## Problem
Rewrite the records below, replacing every "person's arm" with "person's forearm" and keeping all other text unchanged. Omit the pictures from your version.

Data entries:
---*---
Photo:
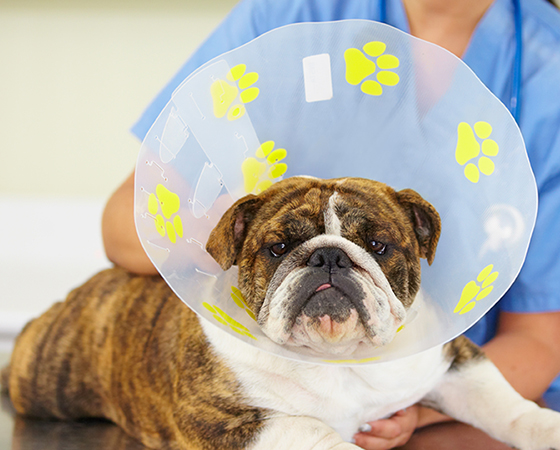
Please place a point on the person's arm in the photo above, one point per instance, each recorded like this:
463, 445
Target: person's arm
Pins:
526, 349
122, 245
---*---
## Result of the exercise
Photo:
Please place a point on the person's forearm in the photo above, one point per instance, each recorded like this:
463, 445
Target: person's forearm
Pins:
526, 349
122, 245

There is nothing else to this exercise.